Items from a labeling collection:
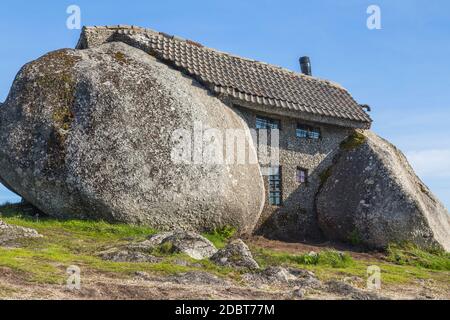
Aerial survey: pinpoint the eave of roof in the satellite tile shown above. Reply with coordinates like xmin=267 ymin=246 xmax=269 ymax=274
xmin=77 ymin=25 xmax=372 ymax=128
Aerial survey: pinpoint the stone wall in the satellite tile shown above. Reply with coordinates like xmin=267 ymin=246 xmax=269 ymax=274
xmin=237 ymin=107 xmax=352 ymax=241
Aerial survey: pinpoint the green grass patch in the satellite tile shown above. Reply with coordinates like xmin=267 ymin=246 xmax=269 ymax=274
xmin=341 ymin=131 xmax=367 ymax=150
xmin=387 ymin=244 xmax=450 ymax=271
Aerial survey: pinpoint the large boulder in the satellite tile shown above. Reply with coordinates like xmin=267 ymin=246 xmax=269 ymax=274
xmin=0 ymin=220 xmax=42 ymax=246
xmin=0 ymin=43 xmax=264 ymax=233
xmin=211 ymin=239 xmax=259 ymax=269
xmin=127 ymin=230 xmax=217 ymax=260
xmin=316 ymin=131 xmax=450 ymax=251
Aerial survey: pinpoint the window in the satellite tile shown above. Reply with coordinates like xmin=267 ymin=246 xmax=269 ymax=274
xmin=296 ymin=168 xmax=308 ymax=183
xmin=256 ymin=116 xmax=280 ymax=130
xmin=296 ymin=124 xmax=321 ymax=139
xmin=269 ymin=167 xmax=281 ymax=206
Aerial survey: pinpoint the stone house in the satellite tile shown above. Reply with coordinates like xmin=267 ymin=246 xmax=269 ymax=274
xmin=77 ymin=26 xmax=371 ymax=240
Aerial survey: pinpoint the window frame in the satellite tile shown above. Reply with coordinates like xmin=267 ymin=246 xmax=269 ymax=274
xmin=295 ymin=167 xmax=309 ymax=185
xmin=268 ymin=166 xmax=283 ymax=207
xmin=295 ymin=122 xmax=322 ymax=140
xmin=255 ymin=115 xmax=281 ymax=130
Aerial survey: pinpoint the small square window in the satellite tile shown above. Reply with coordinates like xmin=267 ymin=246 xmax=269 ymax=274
xmin=296 ymin=124 xmax=321 ymax=139
xmin=269 ymin=168 xmax=282 ymax=206
xmin=296 ymin=168 xmax=308 ymax=183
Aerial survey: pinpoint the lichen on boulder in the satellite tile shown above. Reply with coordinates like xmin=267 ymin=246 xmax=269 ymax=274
xmin=316 ymin=131 xmax=450 ymax=251
xmin=0 ymin=43 xmax=264 ymax=233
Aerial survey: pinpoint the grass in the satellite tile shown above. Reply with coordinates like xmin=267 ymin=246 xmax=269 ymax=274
xmin=387 ymin=244 xmax=450 ymax=271
xmin=0 ymin=205 xmax=450 ymax=288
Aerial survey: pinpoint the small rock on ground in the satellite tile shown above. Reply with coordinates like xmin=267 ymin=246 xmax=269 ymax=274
xmin=211 ymin=239 xmax=259 ymax=269
xmin=0 ymin=220 xmax=42 ymax=245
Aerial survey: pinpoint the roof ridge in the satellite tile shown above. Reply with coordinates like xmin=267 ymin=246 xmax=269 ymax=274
xmin=83 ymin=24 xmax=348 ymax=92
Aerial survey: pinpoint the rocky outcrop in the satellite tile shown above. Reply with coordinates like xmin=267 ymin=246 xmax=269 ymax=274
xmin=0 ymin=43 xmax=264 ymax=233
xmin=316 ymin=131 xmax=450 ymax=251
xmin=0 ymin=220 xmax=42 ymax=246
xmin=243 ymin=266 xmax=321 ymax=289
xmin=99 ymin=249 xmax=162 ymax=263
xmin=133 ymin=231 xmax=217 ymax=260
xmin=211 ymin=239 xmax=259 ymax=269
xmin=99 ymin=231 xmax=217 ymax=263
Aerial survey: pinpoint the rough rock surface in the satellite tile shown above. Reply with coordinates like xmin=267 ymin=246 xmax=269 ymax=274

> Required work:
Report every line of the items above that contains the word "window". Copy each of those lines in full.

> Answer to the task:
Aerial survey: pinpoint the window in the satellite tile shown above. Reply with coordinates like xmin=267 ymin=246 xmax=269 ymax=274
Aerial survey: pinpoint the window frame in the satellite tile shown above. Reply with coordinates like xmin=267 ymin=246 xmax=269 ymax=274
Aerial survey: pinpoint the small square window in the satellite tile shown above. Reply with coordinates like xmin=267 ymin=246 xmax=269 ymax=274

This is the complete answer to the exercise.